Direction> Please copy out every line of the material below word for word, without changing anything.

Data listing>
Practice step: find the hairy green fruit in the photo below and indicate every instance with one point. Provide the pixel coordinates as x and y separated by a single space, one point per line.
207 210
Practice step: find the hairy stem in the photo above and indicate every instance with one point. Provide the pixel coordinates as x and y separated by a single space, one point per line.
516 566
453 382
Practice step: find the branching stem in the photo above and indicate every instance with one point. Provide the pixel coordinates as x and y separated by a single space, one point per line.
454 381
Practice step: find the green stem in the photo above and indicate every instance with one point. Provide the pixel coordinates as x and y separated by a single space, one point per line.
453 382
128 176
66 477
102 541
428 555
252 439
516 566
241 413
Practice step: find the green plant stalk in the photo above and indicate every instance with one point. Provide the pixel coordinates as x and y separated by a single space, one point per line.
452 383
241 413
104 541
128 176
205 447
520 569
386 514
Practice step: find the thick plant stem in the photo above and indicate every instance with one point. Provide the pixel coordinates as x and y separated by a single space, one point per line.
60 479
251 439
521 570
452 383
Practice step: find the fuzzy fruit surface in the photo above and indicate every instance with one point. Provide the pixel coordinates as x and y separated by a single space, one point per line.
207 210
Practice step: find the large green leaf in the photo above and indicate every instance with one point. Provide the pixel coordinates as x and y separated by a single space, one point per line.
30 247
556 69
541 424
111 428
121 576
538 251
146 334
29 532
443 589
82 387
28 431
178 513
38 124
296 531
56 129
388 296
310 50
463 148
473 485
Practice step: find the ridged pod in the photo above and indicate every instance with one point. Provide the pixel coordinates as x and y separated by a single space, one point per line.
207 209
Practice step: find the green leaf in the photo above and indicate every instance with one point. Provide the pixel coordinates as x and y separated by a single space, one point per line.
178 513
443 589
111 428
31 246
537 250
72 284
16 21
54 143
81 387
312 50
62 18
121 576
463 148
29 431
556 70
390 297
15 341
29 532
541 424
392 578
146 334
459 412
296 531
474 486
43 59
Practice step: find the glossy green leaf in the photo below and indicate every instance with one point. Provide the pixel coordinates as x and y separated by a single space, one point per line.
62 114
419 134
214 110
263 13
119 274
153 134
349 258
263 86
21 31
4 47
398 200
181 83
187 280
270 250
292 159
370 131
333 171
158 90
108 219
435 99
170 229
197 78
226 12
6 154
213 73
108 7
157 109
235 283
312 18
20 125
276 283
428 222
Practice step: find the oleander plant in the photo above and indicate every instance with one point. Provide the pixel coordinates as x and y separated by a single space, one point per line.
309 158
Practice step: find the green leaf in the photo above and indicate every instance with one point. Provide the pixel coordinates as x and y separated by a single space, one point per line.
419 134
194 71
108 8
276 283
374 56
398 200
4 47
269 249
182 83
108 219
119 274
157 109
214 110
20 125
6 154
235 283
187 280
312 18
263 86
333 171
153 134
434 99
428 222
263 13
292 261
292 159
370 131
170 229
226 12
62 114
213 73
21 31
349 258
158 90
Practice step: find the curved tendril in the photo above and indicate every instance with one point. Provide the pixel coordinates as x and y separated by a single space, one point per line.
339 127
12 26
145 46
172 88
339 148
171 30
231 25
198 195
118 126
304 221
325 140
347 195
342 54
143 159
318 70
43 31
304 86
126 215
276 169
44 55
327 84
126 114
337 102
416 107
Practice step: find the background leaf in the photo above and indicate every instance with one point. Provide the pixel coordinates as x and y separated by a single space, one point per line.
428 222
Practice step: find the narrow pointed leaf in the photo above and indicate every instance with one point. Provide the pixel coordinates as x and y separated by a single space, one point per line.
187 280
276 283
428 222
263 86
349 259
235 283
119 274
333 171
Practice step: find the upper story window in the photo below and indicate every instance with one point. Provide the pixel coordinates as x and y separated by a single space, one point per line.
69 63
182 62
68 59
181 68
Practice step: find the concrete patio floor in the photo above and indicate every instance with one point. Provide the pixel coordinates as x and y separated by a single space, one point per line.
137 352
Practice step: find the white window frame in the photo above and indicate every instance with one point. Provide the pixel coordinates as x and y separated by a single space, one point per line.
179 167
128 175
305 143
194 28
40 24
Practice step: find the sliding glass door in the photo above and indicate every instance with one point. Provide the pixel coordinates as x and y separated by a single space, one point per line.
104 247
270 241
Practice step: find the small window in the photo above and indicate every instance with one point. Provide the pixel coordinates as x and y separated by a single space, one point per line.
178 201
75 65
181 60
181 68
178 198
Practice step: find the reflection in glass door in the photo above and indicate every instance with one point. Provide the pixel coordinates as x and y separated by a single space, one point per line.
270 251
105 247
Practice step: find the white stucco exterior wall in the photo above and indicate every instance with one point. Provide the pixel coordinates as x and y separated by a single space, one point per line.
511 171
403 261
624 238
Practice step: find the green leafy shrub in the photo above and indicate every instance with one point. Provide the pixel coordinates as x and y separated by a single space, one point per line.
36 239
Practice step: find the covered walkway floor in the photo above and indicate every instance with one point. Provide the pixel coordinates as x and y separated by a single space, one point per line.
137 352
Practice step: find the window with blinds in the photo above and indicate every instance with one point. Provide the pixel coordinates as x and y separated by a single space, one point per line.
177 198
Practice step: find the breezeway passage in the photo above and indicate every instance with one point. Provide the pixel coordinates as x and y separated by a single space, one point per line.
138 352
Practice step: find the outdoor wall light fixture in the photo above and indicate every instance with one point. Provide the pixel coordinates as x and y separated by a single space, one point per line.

Answer for the task>
Practice step: find the hairy green fruit in the photo below and indicate every instance with one point. Provide the pixel coordinates as x and y separated by a single space, one point per line.
207 210
Practice step: find the hairy stem in the photo above and indicate every instance with one point. Provide the pixel coordinates as x and y separated by a single space, one point per line.
516 566
453 382
Practice step: find the branching stem in the photo above and indicate every instance with one point. Provide the pixel coordinates as x and y separated by a single space, one point per line.
454 381
Practice step: find the green stem in the photo above and indicate every instance with one point. Provide the pixel coordinates as x and y separated by a single space, one point per line.
453 382
128 176
66 477
102 541
428 555
252 439
516 566
241 413
Practice step: find the green plant stalk in the photo above and indicate every instance with one point. Provide the pixel coordinates as x and y separated by a single space, one point per line.
452 383
241 413
104 541
128 176
205 447
520 569
386 514
Practice step: find the thick plant stem in the photo above and indicate every instance with one point. Provide the pixel coordinates as x and y separated by a single space, one point per line.
60 479
251 439
521 570
452 383
Practice step: find the fuzzy fruit surface in the photo above and indicate every instance with one point. Provide the pixel coordinates as x and y separated by a single space, one point per line.
207 210
Practice step: find the large green leaf in the photo above and indicate every instance with one point. Provide the pixel coordinates as x and y separated by a single space, one point per line.
30 247
556 69
541 424
111 428
121 576
538 251
146 334
29 532
443 589
82 387
28 431
178 513
38 124
296 531
56 129
388 296
310 50
463 148
473 485
Practice step: find the ridged pod in the photo above and indicate every instance with one point. Provide the pixel coordinates as x and y separated by a single space, one point per line.
207 209
Practice step: find the green leaf in the photo above and indicate every instance with one point. Provide the pixel coordinates as x and y separated by a single space, one point per line.
178 513
443 589
111 428
31 246
537 250
72 284
16 21
54 143
81 387
312 50
62 18
121 576
463 148
29 431
556 70
390 297
15 341
29 532
541 424
392 578
146 334
459 412
296 531
474 486
43 59
Practice step: find the glossy green leaf in the photo below and indicate every instance with one point. Provide the pixel coordinates as x and y separated by a single space, one point per line.
62 114
419 134
214 110
263 13
119 274
153 134
349 258
263 86
21 31
4 47
398 200
181 83
187 280
270 250
292 159
370 131
333 171
158 90
108 219
435 99
170 229
197 78
226 12
6 154
213 73
108 7
157 109
235 283
312 18
20 125
276 283
428 222
Practice step: find the oleander plant in the photo above and indicate every instance with one point. Provide the pixel coordinates as x and y separated by a single space, one point per line.
309 158
Practice step: find the green leaf in the photo above and indicate every instance with one point. Provide the pixel coordinates as x and y separated by a single space, one point per line.
419 134
194 71
108 8
276 283
374 56
398 200
4 47
269 249
182 83
108 219
119 274
157 109
214 110
20 125
6 154
235 283
187 280
312 18
263 86
333 171
153 134
434 99
428 222
263 13
292 261
292 159
370 131
170 229
226 12
62 114
213 73
21 31
349 258
158 90
Practice step: find the curved tendril in the photo above and indicate every instance with one point. Provide the pixel coordinates as x and y separated by a single space, one point per line.
339 127
12 26
145 46
172 88
339 148
171 30
231 25
198 195
118 126
304 221
325 140
347 195
342 54
143 159
318 70
43 31
304 86
126 215
276 169
44 55
327 84
126 114
337 102
416 107
Practice step: find the background leaf in the photo above and indicate every instance with one point. Provide the pixel coordinates as x and y separated by a single space, one point per line.
428 222
Practice step: find the narrow pointed leaf in the photo above and indicate every instance with one point. Provide the pixel coordinates as x and y separated by a single space, one point per line.
187 280
276 283
428 222
263 86
349 259
235 283
119 274
333 171
Practice step: find the upper story window in the photo below and indicate every instance with one point. Provide the pixel coordinates as x and y separated by a single space, one point per line.
69 63
182 62
68 59
181 68
Practice step: find the concrete patio floor in the photo above and indicate every instance with one point. Provide the pixel coordinates as x and y separated by a single space, one point per line.
137 352
Practice step: find the white window frame in the photo above and indicate every instance with one point. Provide the pixel coordinates as x and y separated by a single space, one point per line.
179 167
128 175
305 143
194 28
40 24
Practice step: find the sliding glass door in the photo above and indicate every instance with one point. Provide the pixel coordinates as x and y separated by a single space, one point per line.
104 247
270 241
Practice step: find the small window in the photo above and indicate every instance with one point. Provide the pixel coordinates as x and y separated by a single space, one point per line.
178 201
75 65
181 60
181 68
178 198
Practice step: find the reflection in glass door in the photo above and indicate every instance with one point. Provide the pixel coordinates as x and y separated by a single space, one point per line.
270 251
105 247
Practice step: find the white stucco exterior wall in the photo above and indicate every instance with one point. Provide the pixel coordinates as x and y separated by a single space, one point per line.
511 171
403 261
624 238
Practice step: find the green leafy shrub in the photo above and indicate every instance with one point. Provide the pixel coordinates as x and y separated by a single space, one point per line.
36 239
Practice step: find the covered walkway floor in the photo above and indicate every instance with one point. Provide the pixel coordinates as x and y separated by a single space, one point per line.
137 352
Practice step: find the window with blinds in the photo above and indicate every instance with one point. Provide the pixel coordinates as x and y separated by a single space, one point per line.
177 198
Practice step: find the breezeway passage in the photo above and indicate every instance with one point. Provide the pixel coordinates as x and y separated by a single space, one point per line.
138 352
Practice step: find the outdoor wall light fixture in the photo above and indicate every instance with one point. Provide the pixel coordinates as x and y separated by a single space, one point per line.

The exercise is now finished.